[Your objective] All entries given below are to be returned word for word.

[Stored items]

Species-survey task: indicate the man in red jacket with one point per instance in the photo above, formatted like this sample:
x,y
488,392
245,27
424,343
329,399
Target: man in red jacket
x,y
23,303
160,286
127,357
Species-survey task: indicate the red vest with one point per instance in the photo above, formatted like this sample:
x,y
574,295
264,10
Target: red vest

[Solution for this exercise]
Species-survey task: indicate the man in red jacket with one point per instance in the photo above, formatted like this sample:
x,y
488,392
245,27
424,343
329,399
Target: man in red jacket
x,y
23,303
160,286
127,357
Species-survey task: indicate the red vest with one point per instance in the photo above, formatted like this sample:
x,y
574,295
264,10
Target: red vest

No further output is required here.